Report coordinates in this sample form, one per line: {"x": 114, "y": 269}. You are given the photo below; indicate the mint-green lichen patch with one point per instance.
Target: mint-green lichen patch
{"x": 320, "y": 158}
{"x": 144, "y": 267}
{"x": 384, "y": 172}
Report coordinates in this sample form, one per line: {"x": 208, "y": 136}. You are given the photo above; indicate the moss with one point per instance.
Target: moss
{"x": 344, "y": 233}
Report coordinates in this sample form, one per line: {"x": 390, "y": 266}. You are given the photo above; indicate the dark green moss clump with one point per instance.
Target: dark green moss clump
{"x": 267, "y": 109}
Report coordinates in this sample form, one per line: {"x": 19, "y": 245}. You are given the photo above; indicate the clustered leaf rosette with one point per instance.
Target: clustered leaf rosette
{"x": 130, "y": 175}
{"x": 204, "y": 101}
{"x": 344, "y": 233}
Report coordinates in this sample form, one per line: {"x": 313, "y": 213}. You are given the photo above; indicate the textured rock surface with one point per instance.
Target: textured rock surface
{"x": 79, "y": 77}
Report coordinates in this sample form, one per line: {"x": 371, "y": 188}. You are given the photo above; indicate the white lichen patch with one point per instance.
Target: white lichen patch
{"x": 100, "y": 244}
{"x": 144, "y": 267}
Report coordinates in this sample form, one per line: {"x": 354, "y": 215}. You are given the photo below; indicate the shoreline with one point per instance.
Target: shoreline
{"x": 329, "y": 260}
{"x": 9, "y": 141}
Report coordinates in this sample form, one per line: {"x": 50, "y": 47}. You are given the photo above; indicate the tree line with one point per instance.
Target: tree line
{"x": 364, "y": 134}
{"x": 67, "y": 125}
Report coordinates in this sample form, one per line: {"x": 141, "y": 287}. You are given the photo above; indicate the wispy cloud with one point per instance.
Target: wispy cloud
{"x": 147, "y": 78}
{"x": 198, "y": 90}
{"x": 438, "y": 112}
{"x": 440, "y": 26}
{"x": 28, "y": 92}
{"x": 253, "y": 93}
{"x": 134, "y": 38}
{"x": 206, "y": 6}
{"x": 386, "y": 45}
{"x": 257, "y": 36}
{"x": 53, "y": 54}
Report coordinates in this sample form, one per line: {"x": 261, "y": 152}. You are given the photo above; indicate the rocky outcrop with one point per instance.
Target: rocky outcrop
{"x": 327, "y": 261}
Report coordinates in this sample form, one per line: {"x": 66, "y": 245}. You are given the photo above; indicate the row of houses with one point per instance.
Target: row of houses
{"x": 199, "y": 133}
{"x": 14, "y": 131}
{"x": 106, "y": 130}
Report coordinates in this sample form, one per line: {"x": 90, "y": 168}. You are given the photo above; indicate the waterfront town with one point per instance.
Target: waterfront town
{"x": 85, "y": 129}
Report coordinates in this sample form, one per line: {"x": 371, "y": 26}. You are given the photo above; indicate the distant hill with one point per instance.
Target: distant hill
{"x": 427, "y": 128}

**To do**: Reproduce all of the rows above verbatim, in their original order, one line per row.

**The completed task**:
Report coordinates in this sample form, one per line: {"x": 114, "y": 269}. You are given the photo below; indicate the mint-green lichen patch with one point per instance.
Target: mint-green lichen patch
{"x": 320, "y": 158}
{"x": 144, "y": 267}
{"x": 384, "y": 172}
Report coordinates in this sample form, one per line: {"x": 208, "y": 136}. You are given the photo above; indicate the moss with one point per instance.
Target: moss
{"x": 344, "y": 233}
Report coordinates in this sample form, one per line: {"x": 390, "y": 266}. You are given the photo above; indicate the dark green moss clump with one point per instance.
Target: dark green moss clump
{"x": 267, "y": 109}
Report coordinates in this sample form, one per line: {"x": 19, "y": 245}. You are given the photo above; indicate the clustered leaf rosette with one point per instance.
Target: clustered leaf rosette
{"x": 130, "y": 175}
{"x": 204, "y": 101}
{"x": 344, "y": 233}
Report coordinates in this sample form, one per line: {"x": 313, "y": 213}. You are given the photo above; indicate the textured rock surface with one point per instance.
Target: textured rock surface
{"x": 79, "y": 77}
Report coordinates in this sample form, one per line: {"x": 371, "y": 188}. You are given the photo above; indicate the white lichen patch with one point per instance.
Target: white lichen patch
{"x": 100, "y": 244}
{"x": 144, "y": 267}
Report coordinates in this sample form, one per line: {"x": 354, "y": 215}. You are given the photo below; indicate the shoreline with one point per instance.
Target: shoreline
{"x": 329, "y": 260}
{"x": 9, "y": 141}
Report coordinates in this sample form, one per line: {"x": 50, "y": 47}. You are given the photo above; indicate the tree line with one point per instance.
Target: tree line
{"x": 364, "y": 134}
{"x": 67, "y": 125}
Report coordinates in this sample form, one per line: {"x": 141, "y": 287}. You are given the photo above; indicate the wispy cloud with one point per instance.
Target: wispy cloud
{"x": 147, "y": 78}
{"x": 198, "y": 90}
{"x": 438, "y": 112}
{"x": 440, "y": 26}
{"x": 28, "y": 92}
{"x": 253, "y": 93}
{"x": 134, "y": 38}
{"x": 206, "y": 6}
{"x": 386, "y": 45}
{"x": 257, "y": 36}
{"x": 53, "y": 54}
Report coordinates in this sample form, one per line: {"x": 261, "y": 152}. You are given the photo above; indicate the rocky outcrop with one point per instance.
Target: rocky outcrop
{"x": 327, "y": 261}
Report coordinates in this sample form, one per line: {"x": 66, "y": 245}. You are given the photo above; indicate the row of houses with one point per instance.
Target: row of houses
{"x": 199, "y": 133}
{"x": 14, "y": 131}
{"x": 106, "y": 130}
Report coordinates in this sample form, one per line: {"x": 90, "y": 168}. You are given the photo above; indicate the waterfront town with one point per instance.
Target: waterfront town
{"x": 85, "y": 129}
Report coordinates in this sample form, one per line: {"x": 371, "y": 26}. You are given the photo above; indicate the distant hill with one point per instance.
Target: distant hill
{"x": 427, "y": 128}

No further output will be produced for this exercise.